**RECORDS SUPPLIED**
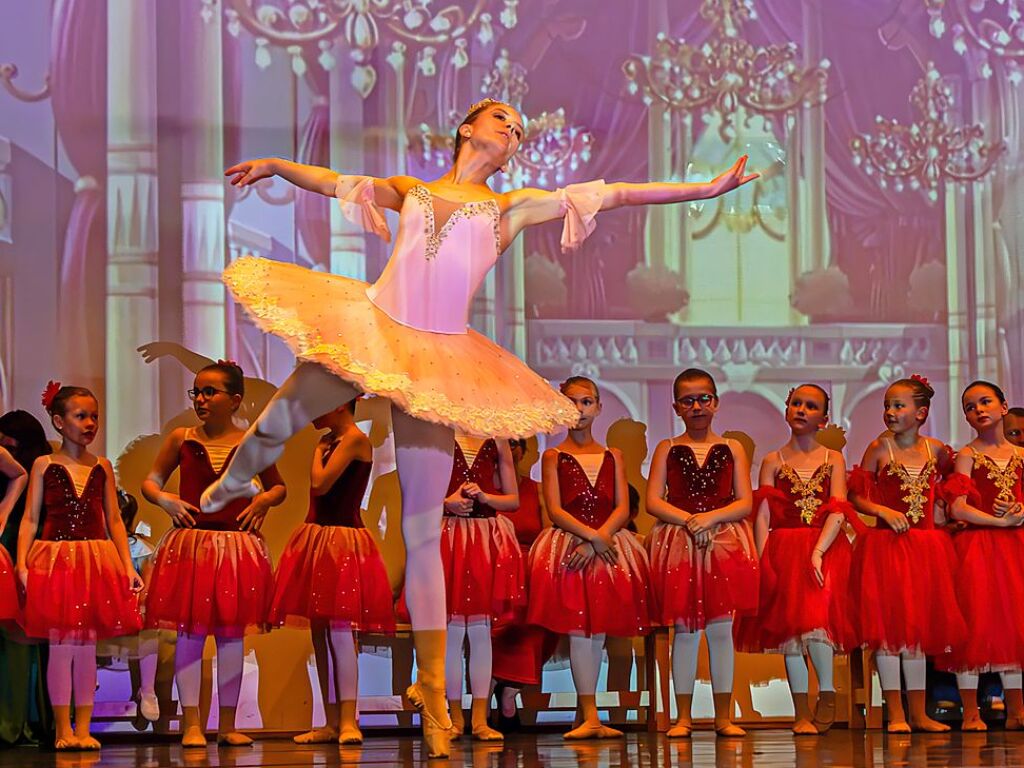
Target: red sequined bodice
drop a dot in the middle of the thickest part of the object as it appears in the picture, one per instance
(995, 482)
(591, 505)
(341, 505)
(909, 493)
(482, 472)
(804, 499)
(699, 488)
(197, 473)
(70, 516)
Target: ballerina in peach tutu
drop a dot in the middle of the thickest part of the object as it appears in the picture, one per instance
(406, 337)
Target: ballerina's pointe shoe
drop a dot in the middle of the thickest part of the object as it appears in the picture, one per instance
(148, 707)
(436, 732)
(316, 736)
(222, 492)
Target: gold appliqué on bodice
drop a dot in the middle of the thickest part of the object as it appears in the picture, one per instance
(466, 210)
(1004, 478)
(807, 491)
(915, 488)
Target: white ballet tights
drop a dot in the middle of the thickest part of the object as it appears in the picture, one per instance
(720, 651)
(914, 670)
(72, 667)
(423, 454)
(477, 630)
(796, 668)
(188, 669)
(586, 652)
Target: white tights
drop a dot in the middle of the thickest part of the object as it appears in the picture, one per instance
(423, 455)
(685, 648)
(72, 667)
(188, 669)
(477, 631)
(821, 656)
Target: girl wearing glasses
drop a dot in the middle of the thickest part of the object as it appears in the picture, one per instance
(805, 559)
(211, 572)
(704, 568)
(588, 576)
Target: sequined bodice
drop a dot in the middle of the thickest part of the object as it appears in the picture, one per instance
(804, 499)
(71, 516)
(341, 505)
(591, 505)
(481, 471)
(442, 252)
(994, 482)
(197, 473)
(909, 493)
(693, 487)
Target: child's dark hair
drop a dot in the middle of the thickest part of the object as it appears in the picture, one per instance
(694, 374)
(235, 379)
(580, 381)
(980, 383)
(923, 392)
(818, 387)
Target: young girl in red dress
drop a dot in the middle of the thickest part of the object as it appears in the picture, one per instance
(704, 569)
(13, 479)
(902, 580)
(520, 649)
(984, 493)
(211, 572)
(76, 568)
(805, 559)
(588, 576)
(483, 570)
(331, 578)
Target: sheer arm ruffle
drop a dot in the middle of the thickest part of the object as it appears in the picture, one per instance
(847, 510)
(580, 206)
(355, 197)
(958, 484)
(861, 482)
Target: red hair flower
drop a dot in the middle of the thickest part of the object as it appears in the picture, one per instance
(52, 387)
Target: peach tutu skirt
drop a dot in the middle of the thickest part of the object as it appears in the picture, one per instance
(210, 583)
(332, 574)
(78, 592)
(464, 381)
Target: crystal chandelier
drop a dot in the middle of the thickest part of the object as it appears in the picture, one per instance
(297, 26)
(929, 152)
(727, 72)
(991, 30)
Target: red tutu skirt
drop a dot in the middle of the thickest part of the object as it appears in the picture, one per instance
(210, 583)
(691, 586)
(484, 573)
(10, 609)
(597, 598)
(904, 592)
(78, 592)
(990, 594)
(332, 574)
(794, 609)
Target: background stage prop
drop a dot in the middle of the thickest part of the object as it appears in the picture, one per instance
(884, 240)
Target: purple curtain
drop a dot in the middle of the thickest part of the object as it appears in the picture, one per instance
(78, 71)
(312, 211)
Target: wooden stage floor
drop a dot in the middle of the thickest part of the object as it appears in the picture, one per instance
(760, 748)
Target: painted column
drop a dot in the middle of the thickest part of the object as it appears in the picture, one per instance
(131, 220)
(203, 255)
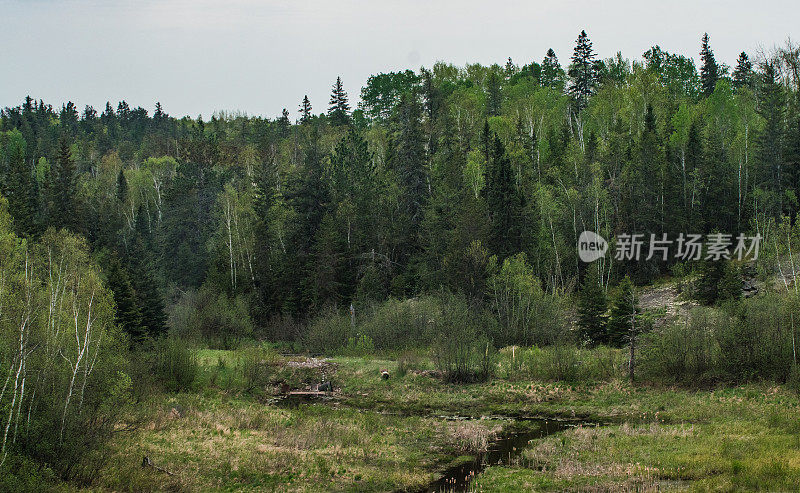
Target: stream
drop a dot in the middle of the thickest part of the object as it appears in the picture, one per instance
(509, 444)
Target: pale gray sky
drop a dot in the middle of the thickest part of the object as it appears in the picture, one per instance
(198, 56)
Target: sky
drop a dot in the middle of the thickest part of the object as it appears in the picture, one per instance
(200, 56)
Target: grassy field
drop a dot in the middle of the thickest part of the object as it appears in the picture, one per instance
(387, 435)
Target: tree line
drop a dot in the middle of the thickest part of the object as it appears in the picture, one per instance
(434, 174)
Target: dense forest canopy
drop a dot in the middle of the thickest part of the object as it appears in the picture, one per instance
(436, 177)
(449, 197)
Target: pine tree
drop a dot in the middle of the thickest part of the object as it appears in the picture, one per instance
(127, 313)
(61, 189)
(709, 72)
(624, 310)
(504, 203)
(592, 307)
(771, 108)
(410, 157)
(284, 125)
(743, 73)
(141, 264)
(264, 268)
(305, 110)
(494, 96)
(552, 73)
(582, 72)
(339, 108)
(122, 187)
(20, 186)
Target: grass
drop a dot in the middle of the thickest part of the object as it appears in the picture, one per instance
(384, 435)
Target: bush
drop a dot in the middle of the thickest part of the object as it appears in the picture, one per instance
(525, 313)
(175, 366)
(255, 365)
(683, 352)
(328, 332)
(406, 324)
(221, 321)
(360, 345)
(461, 352)
(745, 341)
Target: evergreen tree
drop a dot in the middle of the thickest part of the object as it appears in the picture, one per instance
(709, 72)
(743, 73)
(305, 110)
(494, 96)
(552, 73)
(592, 307)
(583, 72)
(771, 108)
(504, 203)
(20, 186)
(410, 157)
(141, 264)
(61, 189)
(624, 311)
(339, 108)
(284, 125)
(122, 187)
(127, 313)
(265, 272)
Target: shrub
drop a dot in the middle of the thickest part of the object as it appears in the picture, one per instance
(745, 341)
(175, 365)
(328, 332)
(360, 345)
(461, 352)
(526, 315)
(405, 324)
(255, 365)
(683, 352)
(221, 320)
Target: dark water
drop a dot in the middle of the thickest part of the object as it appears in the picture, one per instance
(501, 451)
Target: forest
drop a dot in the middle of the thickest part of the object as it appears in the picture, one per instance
(428, 225)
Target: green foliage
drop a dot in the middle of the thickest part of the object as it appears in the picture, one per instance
(175, 365)
(749, 341)
(592, 307)
(214, 317)
(461, 352)
(526, 314)
(622, 322)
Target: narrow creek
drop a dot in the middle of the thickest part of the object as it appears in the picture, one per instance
(511, 442)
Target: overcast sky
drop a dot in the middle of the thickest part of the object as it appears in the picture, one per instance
(199, 56)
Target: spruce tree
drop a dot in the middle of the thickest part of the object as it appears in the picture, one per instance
(127, 313)
(709, 72)
(743, 73)
(771, 108)
(122, 187)
(305, 110)
(20, 186)
(504, 202)
(592, 307)
(583, 72)
(494, 96)
(410, 158)
(61, 189)
(141, 264)
(284, 125)
(552, 73)
(339, 108)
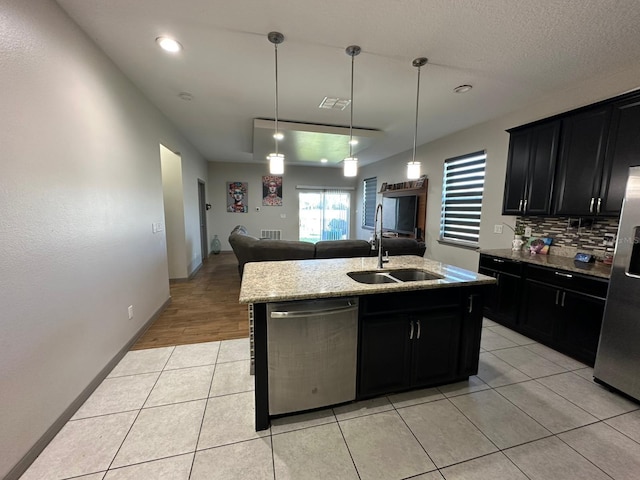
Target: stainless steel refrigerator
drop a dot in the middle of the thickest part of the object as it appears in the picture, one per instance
(618, 358)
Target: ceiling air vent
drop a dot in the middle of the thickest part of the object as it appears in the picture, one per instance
(334, 103)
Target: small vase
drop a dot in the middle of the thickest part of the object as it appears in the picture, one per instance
(215, 245)
(516, 244)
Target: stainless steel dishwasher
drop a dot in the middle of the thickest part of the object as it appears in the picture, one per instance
(311, 353)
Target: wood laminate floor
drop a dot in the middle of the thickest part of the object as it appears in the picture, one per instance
(203, 309)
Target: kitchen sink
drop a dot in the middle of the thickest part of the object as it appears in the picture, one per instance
(393, 276)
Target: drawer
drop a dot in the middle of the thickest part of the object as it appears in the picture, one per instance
(500, 264)
(569, 280)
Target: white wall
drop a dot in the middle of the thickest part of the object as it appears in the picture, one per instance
(221, 222)
(79, 190)
(492, 137)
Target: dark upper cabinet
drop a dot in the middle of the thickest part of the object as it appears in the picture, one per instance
(623, 151)
(530, 169)
(581, 162)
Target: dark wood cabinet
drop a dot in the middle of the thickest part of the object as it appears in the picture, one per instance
(623, 151)
(563, 310)
(590, 148)
(502, 301)
(530, 169)
(581, 162)
(418, 339)
(538, 312)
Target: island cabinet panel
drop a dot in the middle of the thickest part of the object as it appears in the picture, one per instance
(385, 354)
(416, 339)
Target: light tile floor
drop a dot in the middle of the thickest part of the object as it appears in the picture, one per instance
(187, 413)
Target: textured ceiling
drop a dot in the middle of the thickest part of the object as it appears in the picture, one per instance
(512, 52)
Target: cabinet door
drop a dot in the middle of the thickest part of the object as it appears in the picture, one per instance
(517, 170)
(542, 164)
(436, 336)
(623, 151)
(580, 163)
(579, 327)
(385, 354)
(539, 309)
(491, 306)
(508, 299)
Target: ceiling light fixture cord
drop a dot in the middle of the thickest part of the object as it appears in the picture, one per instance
(276, 38)
(418, 62)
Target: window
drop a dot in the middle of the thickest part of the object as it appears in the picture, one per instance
(369, 189)
(324, 215)
(462, 189)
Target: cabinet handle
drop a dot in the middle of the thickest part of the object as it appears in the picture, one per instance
(565, 275)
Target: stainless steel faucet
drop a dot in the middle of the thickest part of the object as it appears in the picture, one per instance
(378, 239)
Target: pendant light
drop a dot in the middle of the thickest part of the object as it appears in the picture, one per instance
(351, 162)
(276, 160)
(413, 167)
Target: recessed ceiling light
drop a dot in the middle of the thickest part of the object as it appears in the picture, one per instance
(462, 88)
(169, 44)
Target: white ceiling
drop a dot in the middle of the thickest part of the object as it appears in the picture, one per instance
(512, 52)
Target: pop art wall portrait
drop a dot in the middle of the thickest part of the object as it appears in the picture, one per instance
(237, 201)
(272, 190)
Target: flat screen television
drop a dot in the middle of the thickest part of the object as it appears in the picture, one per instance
(399, 214)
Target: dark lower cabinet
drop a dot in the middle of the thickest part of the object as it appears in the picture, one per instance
(540, 302)
(563, 310)
(418, 339)
(579, 330)
(502, 301)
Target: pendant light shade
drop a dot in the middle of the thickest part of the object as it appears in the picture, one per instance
(351, 162)
(276, 160)
(413, 167)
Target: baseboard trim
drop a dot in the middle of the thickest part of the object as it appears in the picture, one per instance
(25, 462)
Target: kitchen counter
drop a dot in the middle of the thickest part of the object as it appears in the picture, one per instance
(597, 269)
(265, 282)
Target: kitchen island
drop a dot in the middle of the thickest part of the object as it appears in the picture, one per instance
(410, 334)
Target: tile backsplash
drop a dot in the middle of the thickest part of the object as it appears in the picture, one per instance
(572, 234)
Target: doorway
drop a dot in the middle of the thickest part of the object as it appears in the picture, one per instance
(202, 204)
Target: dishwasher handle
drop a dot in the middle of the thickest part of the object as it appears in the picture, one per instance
(310, 313)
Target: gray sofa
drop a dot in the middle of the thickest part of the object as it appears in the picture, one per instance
(248, 248)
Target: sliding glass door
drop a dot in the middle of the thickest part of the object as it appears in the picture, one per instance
(324, 215)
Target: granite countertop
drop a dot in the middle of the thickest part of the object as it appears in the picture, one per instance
(597, 269)
(264, 282)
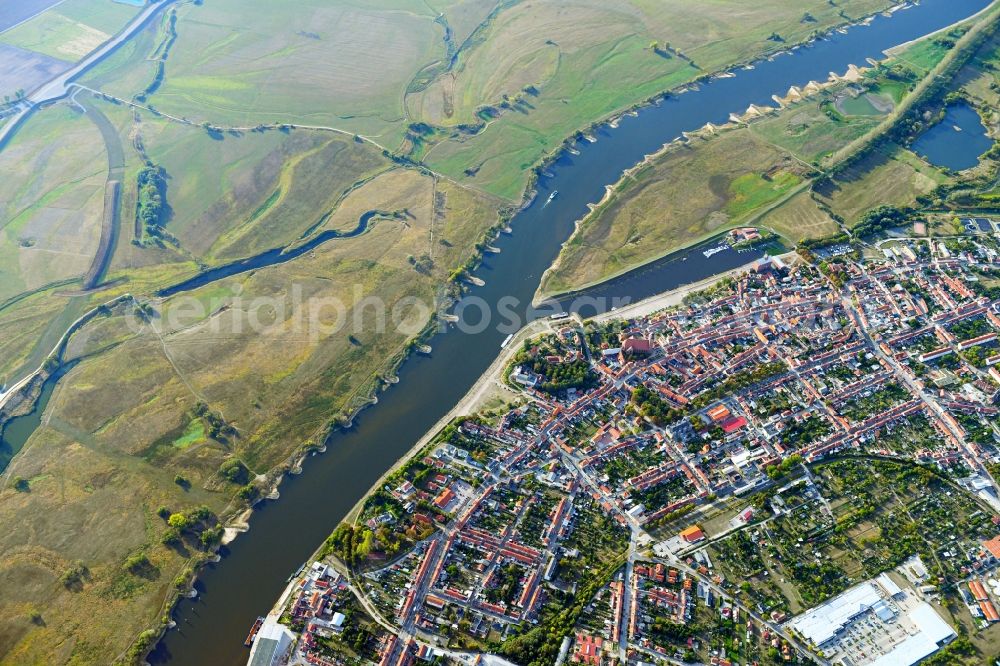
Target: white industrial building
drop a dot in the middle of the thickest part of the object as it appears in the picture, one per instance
(874, 623)
(271, 644)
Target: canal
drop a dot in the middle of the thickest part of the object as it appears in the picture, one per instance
(283, 534)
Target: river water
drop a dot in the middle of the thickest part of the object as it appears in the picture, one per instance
(957, 141)
(283, 534)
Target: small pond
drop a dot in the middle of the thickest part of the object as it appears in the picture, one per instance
(957, 141)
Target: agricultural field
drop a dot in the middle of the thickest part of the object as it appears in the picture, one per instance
(557, 80)
(245, 63)
(900, 175)
(71, 29)
(688, 193)
(51, 201)
(798, 219)
(243, 141)
(104, 442)
(442, 71)
(25, 70)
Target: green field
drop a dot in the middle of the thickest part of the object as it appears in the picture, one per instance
(889, 175)
(72, 29)
(127, 419)
(688, 193)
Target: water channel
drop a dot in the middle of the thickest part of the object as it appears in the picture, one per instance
(283, 534)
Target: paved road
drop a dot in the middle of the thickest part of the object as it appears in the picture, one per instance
(58, 87)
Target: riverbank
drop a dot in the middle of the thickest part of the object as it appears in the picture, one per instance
(429, 388)
(475, 397)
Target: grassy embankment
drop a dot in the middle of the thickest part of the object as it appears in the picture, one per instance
(107, 455)
(657, 209)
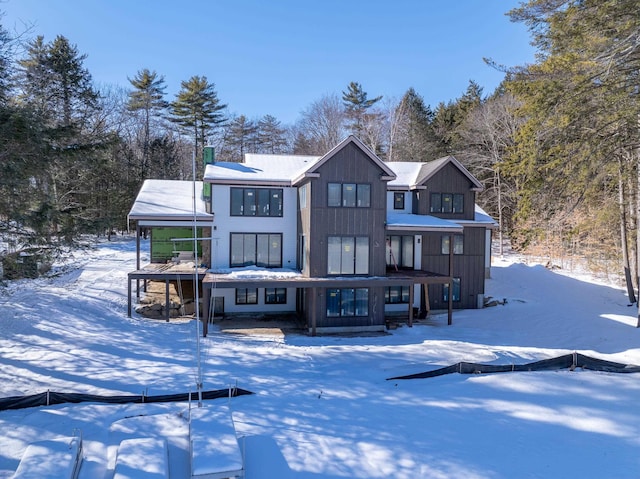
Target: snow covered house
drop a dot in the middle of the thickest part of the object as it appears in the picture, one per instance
(344, 240)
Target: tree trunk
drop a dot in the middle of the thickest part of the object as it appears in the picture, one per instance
(637, 159)
(500, 218)
(623, 232)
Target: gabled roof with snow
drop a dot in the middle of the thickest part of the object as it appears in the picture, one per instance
(411, 175)
(168, 200)
(281, 170)
(389, 174)
(411, 222)
(260, 169)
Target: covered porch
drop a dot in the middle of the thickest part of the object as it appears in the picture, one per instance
(409, 279)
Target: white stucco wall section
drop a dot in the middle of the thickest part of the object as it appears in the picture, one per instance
(225, 224)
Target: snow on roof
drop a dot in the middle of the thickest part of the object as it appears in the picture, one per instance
(170, 199)
(255, 272)
(481, 216)
(260, 168)
(422, 222)
(406, 173)
(411, 174)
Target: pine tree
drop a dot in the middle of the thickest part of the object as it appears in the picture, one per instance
(57, 87)
(271, 136)
(241, 137)
(414, 139)
(147, 98)
(198, 110)
(357, 105)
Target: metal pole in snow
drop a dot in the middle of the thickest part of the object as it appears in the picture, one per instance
(195, 281)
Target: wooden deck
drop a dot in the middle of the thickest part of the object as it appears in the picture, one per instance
(162, 272)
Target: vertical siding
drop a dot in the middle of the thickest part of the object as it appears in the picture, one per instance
(448, 180)
(469, 267)
(349, 165)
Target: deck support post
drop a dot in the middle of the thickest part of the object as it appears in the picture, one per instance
(450, 306)
(314, 293)
(128, 297)
(411, 305)
(167, 301)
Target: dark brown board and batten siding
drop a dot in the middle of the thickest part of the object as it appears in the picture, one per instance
(348, 165)
(468, 266)
(448, 179)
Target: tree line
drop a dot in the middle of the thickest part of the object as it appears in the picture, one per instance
(556, 144)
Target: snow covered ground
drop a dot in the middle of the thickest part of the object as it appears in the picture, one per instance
(323, 407)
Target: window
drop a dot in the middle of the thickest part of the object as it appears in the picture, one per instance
(259, 249)
(447, 203)
(302, 194)
(398, 201)
(347, 302)
(396, 295)
(400, 251)
(275, 295)
(348, 255)
(456, 291)
(458, 244)
(349, 195)
(256, 202)
(246, 296)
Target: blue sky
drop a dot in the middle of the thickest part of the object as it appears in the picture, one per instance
(277, 57)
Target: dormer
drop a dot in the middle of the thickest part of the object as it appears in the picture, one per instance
(444, 188)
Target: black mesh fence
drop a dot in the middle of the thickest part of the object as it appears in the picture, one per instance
(567, 361)
(49, 398)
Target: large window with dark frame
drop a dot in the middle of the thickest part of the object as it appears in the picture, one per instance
(275, 295)
(447, 203)
(349, 195)
(348, 255)
(347, 302)
(458, 244)
(256, 249)
(400, 251)
(256, 202)
(456, 291)
(396, 295)
(398, 200)
(246, 296)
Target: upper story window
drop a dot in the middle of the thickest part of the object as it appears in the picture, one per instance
(400, 251)
(302, 194)
(259, 249)
(447, 203)
(458, 244)
(348, 255)
(398, 200)
(349, 195)
(256, 201)
(456, 291)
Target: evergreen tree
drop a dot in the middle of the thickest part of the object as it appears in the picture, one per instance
(147, 98)
(271, 136)
(197, 109)
(58, 89)
(581, 104)
(322, 124)
(241, 137)
(414, 139)
(357, 105)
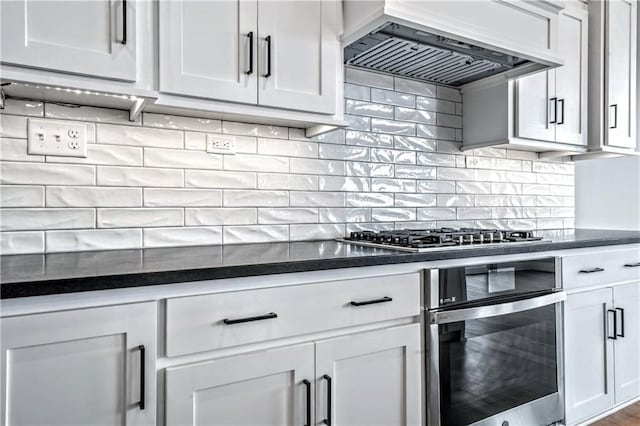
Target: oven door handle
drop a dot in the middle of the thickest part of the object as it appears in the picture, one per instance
(456, 315)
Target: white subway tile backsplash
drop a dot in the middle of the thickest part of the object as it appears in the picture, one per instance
(287, 147)
(240, 198)
(21, 196)
(436, 214)
(16, 150)
(414, 143)
(287, 215)
(414, 86)
(436, 186)
(316, 232)
(135, 176)
(26, 108)
(220, 216)
(139, 136)
(139, 217)
(255, 234)
(344, 215)
(152, 183)
(448, 93)
(369, 199)
(415, 200)
(392, 214)
(190, 236)
(46, 174)
(357, 122)
(13, 126)
(181, 123)
(316, 199)
(111, 155)
(91, 196)
(355, 91)
(368, 109)
(353, 137)
(215, 179)
(316, 167)
(366, 78)
(88, 113)
(95, 239)
(414, 115)
(343, 152)
(393, 185)
(339, 183)
(380, 125)
(40, 219)
(182, 197)
(287, 182)
(259, 130)
(159, 157)
(22, 242)
(250, 162)
(393, 98)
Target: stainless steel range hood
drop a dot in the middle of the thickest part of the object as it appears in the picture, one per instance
(452, 42)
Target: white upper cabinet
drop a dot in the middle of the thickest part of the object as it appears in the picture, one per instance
(612, 76)
(92, 38)
(208, 49)
(282, 54)
(571, 79)
(535, 106)
(544, 111)
(298, 54)
(620, 62)
(80, 367)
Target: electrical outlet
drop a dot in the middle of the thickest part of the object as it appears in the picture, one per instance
(221, 144)
(53, 137)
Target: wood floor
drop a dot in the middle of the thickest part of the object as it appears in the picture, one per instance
(628, 416)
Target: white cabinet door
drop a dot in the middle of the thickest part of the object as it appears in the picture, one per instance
(272, 387)
(571, 79)
(536, 113)
(208, 49)
(626, 299)
(94, 38)
(80, 367)
(589, 365)
(370, 379)
(621, 72)
(299, 48)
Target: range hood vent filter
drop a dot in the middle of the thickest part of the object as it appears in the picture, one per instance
(424, 62)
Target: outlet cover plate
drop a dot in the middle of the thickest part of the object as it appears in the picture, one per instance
(55, 137)
(221, 144)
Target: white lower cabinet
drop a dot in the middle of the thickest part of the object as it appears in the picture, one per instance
(602, 364)
(260, 388)
(80, 367)
(370, 378)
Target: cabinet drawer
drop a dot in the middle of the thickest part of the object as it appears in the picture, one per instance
(584, 270)
(202, 323)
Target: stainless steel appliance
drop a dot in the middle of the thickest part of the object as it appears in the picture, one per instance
(494, 344)
(421, 240)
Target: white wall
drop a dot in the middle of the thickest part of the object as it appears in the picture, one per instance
(608, 193)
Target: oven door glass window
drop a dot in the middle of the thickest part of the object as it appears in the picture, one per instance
(491, 365)
(479, 283)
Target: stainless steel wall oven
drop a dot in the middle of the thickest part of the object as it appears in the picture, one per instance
(494, 344)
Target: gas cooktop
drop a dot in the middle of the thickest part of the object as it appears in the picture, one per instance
(419, 240)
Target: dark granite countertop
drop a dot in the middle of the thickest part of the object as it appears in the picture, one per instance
(55, 273)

**WHAT YOU HAVE TO DO**
In the entries above, find the line that contains "Target: red hair flower", then repeat exactly every line from the first one through that line, with no pictures.

**TASK OUTPUT**
Target: red sequined bodice
drop a dot in the middle of the thickest part of the object as it appears in the picture, one per instance
(995, 482)
(591, 505)
(341, 505)
(909, 493)
(482, 472)
(804, 499)
(699, 488)
(197, 473)
(70, 516)
Target: ballerina in peach tutu
drop a dot in the middle of the thickest part of the object as it appears in the picture, one per instance
(406, 337)
Target: ballerina's pointe shoe
drop a dot in the middle of the thickest part of the object as it appears in the picture, one per instance
(148, 707)
(436, 732)
(316, 736)
(222, 492)
Target: gold appliqué on bodice
drop a dot in the middle of the thickest part of the object as it appears in the picture, one per instance
(466, 210)
(1004, 478)
(807, 491)
(915, 488)
Target: white ballet tights
drop a dot in the middle of the thickest part of the object as it appears in the picture, one per instance
(720, 651)
(914, 670)
(72, 667)
(423, 454)
(477, 630)
(796, 668)
(188, 669)
(586, 652)
Target: white tights
drop a dot in the middle of the thickest part of the object as it appears in the picture, one per instance
(423, 455)
(685, 648)
(72, 667)
(188, 669)
(477, 631)
(821, 656)
Target: girl wearing glasses
drop a dot in the middle of the thickest part of the object as it appears in the picture, one per instance
(805, 559)
(211, 572)
(704, 568)
(588, 576)
Target: sequined bodice
drop a dot in the middle of the thickest part of the object as it appears in the picture, one per instance
(804, 499)
(71, 516)
(341, 505)
(591, 505)
(481, 471)
(442, 252)
(994, 482)
(197, 473)
(909, 493)
(693, 487)
Target: child's dark hair
drop a dot in the middle of the thickest part of the object as it appears in the picture, one per instance
(694, 374)
(235, 379)
(580, 381)
(980, 383)
(923, 392)
(818, 387)
Target: young girl in red dress
drop a dot in the middle of the thickest part of the object as it appears in the picture, one per instance
(704, 569)
(13, 479)
(902, 580)
(520, 649)
(984, 493)
(211, 572)
(76, 568)
(805, 559)
(588, 576)
(483, 570)
(331, 578)
Target: sheer arm ruffle
drop a dot in the middle of the thickest part of the object as it appears in the picture, one per instance
(847, 510)
(580, 206)
(355, 197)
(958, 484)
(861, 482)
Target: red hair flower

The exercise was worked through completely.